Given exercise A:
In the feature proposal, what should the iterator be wrapped in when iterating over a Query ResultSet?
Given exercise B:
Return the part of the feature proposal that opens with the words containing "For the current" and closes with "(or something)".

Source extract:
--

Feature Proposal: Refactor ACL Check and Pager on ResultSet As Filter
Motivation
This is a beginning of
DelegateACLChecksToStoreOrCache - to make large scale wiki's with complex permissions and groups to be performant.
Description and Documentation
When iterating over a Query
ResultSet, rather than the code needing to parse&load a meta object to then evaluate the permissions, the iterator should be wrapped in a
FilterIterator that is able to skip all hidden results.
For the current implementation, the iterators will need to parse&load, and thus a
ResultSet will have new accessors in addition to
next()
:
isMeta()
nextMeta()
(or something)
This filter API will need to be be selectable listener style - so that we can add a
ACLCacheContrib that store the info for faster querying.
API change
No change to users of
Foswiki::Func::query
, they will still be handed an iterator that will only give them topics that the user has permission to see.
Internally to Store::*Algo::query
in 1.1,
query
returns a
ResultSet iterator of topics that match with an ACL context of
Admin
, and then
Foswiki::Search::FormatResults
parses and loads them to test ACLs.
Instead, the unaccelerated core
query
will return a
FilterIterator on the previous
ResultSet which has an identical result.

--

(Items listed in a dataset)
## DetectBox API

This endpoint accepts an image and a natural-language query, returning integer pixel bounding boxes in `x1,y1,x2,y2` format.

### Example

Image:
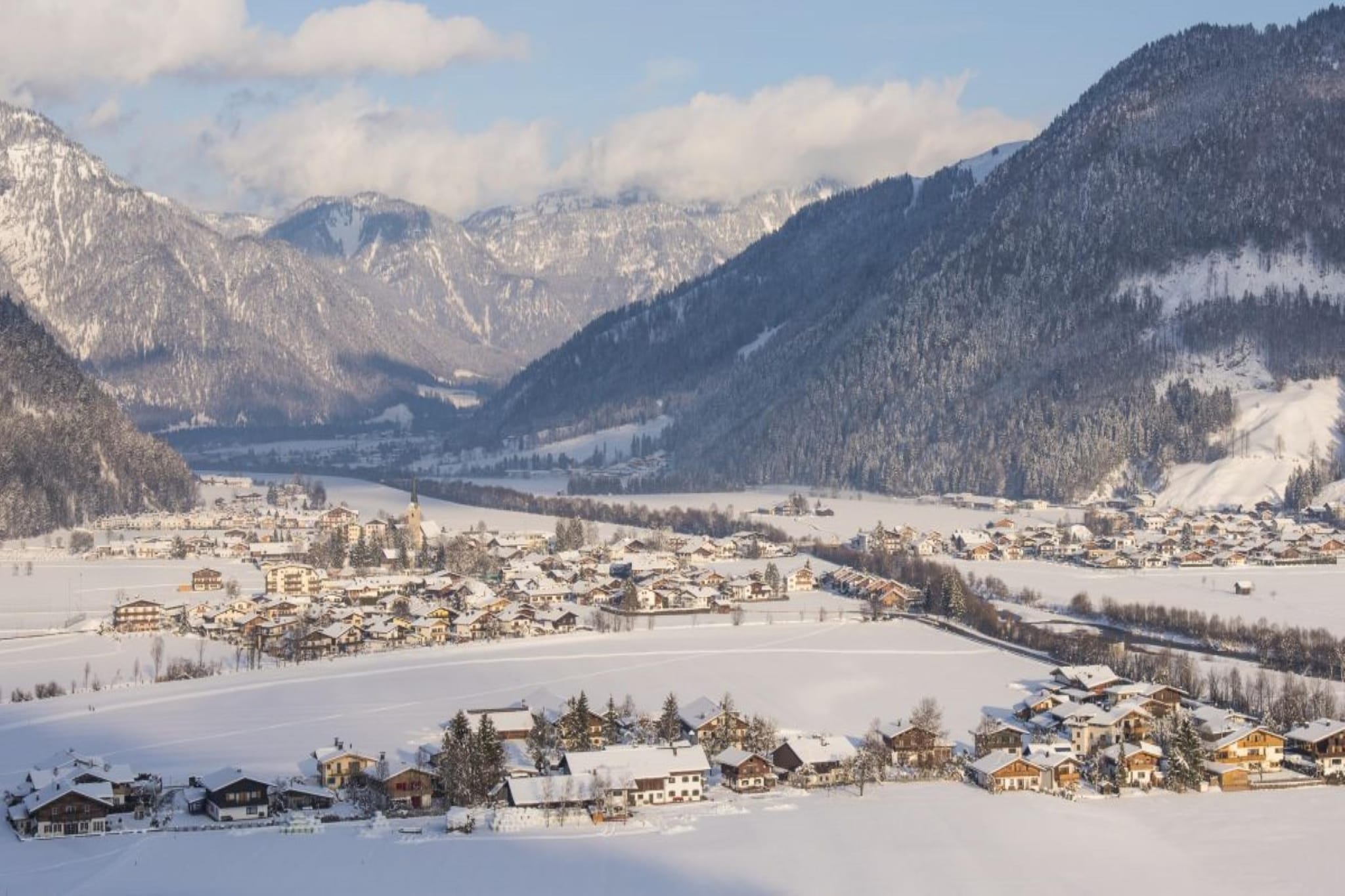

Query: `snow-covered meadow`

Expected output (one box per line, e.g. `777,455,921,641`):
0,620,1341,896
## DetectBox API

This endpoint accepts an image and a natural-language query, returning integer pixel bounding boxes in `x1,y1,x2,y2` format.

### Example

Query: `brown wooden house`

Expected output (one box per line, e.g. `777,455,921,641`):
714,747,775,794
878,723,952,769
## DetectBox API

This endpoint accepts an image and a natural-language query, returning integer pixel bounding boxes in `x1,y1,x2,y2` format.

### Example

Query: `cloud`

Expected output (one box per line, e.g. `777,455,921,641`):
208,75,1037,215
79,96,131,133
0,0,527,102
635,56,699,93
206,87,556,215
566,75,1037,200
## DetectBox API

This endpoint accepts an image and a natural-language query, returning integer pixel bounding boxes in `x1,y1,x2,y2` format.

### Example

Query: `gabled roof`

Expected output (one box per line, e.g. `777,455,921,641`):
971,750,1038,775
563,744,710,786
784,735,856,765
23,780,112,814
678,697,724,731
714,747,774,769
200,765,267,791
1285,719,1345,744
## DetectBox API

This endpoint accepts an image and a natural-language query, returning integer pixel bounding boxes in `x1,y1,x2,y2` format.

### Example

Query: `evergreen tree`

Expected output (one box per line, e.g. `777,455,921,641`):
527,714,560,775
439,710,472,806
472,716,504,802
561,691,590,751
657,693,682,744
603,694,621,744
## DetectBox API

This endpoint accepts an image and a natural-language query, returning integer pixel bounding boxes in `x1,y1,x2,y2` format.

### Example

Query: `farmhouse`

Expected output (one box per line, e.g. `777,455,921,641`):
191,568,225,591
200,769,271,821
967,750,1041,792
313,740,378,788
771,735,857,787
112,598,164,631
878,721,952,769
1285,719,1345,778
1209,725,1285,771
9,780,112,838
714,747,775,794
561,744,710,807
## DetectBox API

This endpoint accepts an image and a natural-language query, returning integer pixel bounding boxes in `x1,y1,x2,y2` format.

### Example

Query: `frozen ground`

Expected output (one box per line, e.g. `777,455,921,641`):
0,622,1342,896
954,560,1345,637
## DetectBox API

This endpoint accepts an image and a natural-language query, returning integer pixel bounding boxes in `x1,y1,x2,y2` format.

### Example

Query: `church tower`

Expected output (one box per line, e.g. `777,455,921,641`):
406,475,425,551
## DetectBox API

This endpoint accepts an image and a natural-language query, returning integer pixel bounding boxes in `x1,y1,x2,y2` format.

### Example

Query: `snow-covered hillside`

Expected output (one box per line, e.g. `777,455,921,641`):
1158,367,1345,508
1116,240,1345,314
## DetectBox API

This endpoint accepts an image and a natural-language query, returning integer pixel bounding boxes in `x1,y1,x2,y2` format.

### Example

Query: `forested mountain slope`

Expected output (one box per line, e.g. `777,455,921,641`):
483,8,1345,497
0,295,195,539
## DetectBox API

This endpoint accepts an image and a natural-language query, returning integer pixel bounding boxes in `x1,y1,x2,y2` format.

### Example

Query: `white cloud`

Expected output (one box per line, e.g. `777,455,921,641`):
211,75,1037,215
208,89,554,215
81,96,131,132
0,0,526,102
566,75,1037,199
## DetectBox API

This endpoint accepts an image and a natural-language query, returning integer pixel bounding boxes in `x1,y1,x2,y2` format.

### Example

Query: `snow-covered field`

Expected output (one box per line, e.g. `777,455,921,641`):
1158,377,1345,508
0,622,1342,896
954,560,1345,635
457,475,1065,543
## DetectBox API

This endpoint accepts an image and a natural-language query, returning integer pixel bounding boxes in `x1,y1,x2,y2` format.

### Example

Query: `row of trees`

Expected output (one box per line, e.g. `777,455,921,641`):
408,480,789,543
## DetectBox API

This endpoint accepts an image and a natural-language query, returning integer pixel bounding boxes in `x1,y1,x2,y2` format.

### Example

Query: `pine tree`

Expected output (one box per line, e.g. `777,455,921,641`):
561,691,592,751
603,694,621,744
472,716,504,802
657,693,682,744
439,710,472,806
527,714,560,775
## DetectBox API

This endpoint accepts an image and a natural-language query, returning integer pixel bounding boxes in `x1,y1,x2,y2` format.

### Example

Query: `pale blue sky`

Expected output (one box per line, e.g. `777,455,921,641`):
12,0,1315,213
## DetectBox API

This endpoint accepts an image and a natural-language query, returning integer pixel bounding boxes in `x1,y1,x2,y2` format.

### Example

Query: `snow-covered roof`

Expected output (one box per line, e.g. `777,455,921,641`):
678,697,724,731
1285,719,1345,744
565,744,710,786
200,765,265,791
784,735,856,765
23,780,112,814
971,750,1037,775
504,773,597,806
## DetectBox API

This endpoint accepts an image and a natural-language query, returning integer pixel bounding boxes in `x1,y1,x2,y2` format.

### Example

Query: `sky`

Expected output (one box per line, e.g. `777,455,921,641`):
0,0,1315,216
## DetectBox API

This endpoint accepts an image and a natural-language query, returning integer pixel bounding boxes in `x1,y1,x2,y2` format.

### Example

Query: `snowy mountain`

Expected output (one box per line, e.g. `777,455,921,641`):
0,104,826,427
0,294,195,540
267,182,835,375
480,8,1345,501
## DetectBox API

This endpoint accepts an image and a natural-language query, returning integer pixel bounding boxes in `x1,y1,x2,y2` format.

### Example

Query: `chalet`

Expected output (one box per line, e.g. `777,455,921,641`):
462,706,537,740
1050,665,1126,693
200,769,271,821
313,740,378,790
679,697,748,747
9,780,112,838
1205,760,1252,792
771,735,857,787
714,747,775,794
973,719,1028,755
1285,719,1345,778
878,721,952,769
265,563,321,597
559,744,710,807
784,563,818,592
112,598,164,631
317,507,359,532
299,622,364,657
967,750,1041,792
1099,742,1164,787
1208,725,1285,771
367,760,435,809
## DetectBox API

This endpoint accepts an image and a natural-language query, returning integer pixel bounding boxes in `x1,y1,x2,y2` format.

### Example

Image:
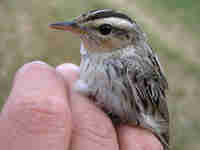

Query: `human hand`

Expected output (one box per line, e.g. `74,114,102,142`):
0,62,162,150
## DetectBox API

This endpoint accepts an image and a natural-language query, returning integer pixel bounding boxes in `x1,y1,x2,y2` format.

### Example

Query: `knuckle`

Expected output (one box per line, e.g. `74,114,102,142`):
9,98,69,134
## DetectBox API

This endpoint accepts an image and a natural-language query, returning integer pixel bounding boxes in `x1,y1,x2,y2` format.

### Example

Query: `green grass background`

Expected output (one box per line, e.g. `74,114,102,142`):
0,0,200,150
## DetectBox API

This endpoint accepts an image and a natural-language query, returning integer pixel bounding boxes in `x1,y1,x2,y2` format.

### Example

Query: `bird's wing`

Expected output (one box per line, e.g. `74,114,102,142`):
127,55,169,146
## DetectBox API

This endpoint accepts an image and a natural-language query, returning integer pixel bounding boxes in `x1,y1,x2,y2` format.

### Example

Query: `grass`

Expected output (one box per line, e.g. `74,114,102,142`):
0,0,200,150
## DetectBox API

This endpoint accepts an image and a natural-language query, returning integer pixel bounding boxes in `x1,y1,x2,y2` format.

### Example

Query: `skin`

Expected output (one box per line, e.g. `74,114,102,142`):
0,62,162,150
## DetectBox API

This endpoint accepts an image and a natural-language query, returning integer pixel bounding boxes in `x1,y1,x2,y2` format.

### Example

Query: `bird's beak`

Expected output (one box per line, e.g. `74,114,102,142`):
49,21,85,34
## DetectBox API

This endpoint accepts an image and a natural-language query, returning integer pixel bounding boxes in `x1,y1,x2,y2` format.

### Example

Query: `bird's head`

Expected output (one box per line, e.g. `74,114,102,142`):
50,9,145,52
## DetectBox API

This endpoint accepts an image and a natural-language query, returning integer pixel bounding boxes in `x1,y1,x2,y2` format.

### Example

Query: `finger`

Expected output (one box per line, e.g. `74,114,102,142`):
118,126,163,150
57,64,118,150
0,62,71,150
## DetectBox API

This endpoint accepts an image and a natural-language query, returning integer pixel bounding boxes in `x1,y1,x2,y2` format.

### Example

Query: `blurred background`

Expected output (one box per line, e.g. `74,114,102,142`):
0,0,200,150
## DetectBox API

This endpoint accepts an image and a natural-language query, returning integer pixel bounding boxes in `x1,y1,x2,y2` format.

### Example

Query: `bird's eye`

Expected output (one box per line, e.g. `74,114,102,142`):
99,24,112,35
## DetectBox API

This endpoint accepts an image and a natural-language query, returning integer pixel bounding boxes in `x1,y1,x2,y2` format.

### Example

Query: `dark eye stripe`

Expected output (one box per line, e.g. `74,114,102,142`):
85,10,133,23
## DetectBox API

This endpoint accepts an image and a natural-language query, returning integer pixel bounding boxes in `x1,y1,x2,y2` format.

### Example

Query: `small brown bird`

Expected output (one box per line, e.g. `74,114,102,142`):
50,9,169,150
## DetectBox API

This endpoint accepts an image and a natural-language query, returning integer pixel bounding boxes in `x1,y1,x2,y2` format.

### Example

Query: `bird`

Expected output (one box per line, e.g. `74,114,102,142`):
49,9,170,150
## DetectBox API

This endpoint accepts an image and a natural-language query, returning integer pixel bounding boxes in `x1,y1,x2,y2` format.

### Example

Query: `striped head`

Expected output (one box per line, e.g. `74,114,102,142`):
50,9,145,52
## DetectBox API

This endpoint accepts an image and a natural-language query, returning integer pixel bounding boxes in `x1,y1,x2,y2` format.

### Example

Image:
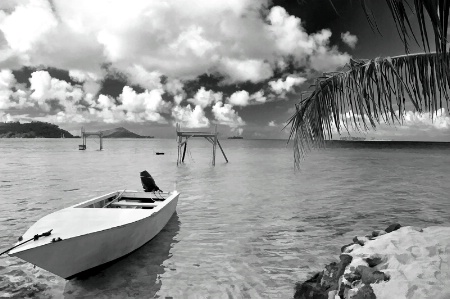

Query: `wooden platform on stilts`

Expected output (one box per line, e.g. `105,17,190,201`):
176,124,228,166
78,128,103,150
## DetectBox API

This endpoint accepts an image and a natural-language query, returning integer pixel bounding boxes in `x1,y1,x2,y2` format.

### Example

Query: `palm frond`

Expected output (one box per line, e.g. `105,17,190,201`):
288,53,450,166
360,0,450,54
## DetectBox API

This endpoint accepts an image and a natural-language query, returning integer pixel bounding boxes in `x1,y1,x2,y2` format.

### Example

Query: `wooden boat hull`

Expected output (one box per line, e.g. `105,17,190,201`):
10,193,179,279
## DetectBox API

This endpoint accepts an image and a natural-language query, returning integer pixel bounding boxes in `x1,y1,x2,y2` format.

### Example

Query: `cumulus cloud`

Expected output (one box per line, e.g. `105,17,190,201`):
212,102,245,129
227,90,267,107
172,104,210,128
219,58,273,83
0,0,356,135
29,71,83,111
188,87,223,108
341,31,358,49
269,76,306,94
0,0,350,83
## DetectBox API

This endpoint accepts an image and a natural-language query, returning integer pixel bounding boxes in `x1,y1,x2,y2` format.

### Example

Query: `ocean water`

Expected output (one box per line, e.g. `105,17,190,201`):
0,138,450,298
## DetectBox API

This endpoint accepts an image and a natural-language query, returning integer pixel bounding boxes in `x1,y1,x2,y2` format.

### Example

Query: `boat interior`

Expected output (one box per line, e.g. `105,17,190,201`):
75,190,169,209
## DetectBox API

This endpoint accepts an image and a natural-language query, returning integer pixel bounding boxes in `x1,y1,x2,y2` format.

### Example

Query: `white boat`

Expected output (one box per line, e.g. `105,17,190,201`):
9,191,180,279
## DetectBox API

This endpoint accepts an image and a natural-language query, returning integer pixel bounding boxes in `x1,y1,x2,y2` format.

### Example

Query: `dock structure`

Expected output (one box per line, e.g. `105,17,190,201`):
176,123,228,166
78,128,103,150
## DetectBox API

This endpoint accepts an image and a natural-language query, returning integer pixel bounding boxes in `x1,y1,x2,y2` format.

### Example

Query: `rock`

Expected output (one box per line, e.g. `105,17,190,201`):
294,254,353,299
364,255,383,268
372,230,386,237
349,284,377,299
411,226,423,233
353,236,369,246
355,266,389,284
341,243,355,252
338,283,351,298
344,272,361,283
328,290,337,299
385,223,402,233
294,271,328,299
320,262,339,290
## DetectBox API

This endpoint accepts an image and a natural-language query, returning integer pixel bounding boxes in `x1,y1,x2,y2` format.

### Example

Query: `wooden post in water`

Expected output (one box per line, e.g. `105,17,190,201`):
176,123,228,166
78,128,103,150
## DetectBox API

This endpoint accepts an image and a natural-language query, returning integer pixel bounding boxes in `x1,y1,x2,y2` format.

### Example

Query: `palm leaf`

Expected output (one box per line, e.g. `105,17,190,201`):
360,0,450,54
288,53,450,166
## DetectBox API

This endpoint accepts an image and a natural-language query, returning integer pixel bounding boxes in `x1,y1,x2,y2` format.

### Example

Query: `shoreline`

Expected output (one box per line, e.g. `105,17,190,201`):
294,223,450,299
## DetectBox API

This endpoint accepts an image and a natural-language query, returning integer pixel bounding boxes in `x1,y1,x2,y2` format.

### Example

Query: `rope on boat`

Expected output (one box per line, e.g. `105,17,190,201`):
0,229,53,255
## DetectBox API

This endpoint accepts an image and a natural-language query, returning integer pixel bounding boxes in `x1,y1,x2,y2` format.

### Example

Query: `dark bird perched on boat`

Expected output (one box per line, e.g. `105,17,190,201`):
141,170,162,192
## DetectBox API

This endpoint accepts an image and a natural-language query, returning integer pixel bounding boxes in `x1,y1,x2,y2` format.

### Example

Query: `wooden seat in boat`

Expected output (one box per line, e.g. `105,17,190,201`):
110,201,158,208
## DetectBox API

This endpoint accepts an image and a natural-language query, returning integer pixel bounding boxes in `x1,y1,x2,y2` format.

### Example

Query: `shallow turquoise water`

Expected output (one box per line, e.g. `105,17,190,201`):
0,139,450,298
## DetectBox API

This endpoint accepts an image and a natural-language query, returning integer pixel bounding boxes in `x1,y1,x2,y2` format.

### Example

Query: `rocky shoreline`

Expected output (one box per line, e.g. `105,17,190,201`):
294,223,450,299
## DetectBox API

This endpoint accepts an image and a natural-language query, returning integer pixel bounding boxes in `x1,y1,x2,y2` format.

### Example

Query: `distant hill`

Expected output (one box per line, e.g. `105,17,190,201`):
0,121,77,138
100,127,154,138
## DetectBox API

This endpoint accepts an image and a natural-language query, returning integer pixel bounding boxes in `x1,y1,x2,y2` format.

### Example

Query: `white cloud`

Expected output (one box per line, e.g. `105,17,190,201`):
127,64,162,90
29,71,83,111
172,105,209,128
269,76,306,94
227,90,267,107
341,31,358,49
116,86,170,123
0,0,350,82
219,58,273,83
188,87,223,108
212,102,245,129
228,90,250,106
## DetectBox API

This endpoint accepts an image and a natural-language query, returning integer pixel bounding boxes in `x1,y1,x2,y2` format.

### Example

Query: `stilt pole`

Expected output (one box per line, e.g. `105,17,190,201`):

--

Right answer A:
A FilterIterator that is able to skip all hidden results.

Right answer B:
For the current implementation, the iterators will need to parse&load, and thus a
ResultSet will have new accessors in addition to
next()
:
isMeta()
nextMeta()
(or something)